Quante righe del materiale qui sotto contengono la stringa "fill"? Tieni conto di maiuscole e minuscole e rispondi soltanto con il numero.

═══ Voci elencate ═══

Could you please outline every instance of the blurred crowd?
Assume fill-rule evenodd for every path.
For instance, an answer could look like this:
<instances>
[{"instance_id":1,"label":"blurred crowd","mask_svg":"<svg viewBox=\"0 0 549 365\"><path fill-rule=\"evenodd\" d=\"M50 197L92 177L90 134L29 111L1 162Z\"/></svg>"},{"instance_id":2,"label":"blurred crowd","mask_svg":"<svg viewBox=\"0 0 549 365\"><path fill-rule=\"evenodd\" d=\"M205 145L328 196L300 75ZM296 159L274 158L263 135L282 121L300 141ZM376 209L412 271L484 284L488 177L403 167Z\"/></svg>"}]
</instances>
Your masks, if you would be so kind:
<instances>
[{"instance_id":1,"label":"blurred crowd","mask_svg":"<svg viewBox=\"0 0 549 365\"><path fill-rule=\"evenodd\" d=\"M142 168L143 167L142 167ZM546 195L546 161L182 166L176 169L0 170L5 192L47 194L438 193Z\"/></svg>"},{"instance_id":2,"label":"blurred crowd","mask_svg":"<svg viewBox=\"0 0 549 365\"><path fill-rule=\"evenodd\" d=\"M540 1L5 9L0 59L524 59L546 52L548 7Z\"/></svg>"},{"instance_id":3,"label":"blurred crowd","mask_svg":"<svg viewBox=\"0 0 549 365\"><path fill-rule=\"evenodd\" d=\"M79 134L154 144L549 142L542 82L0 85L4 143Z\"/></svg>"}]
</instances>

═══

## Esito del compito
3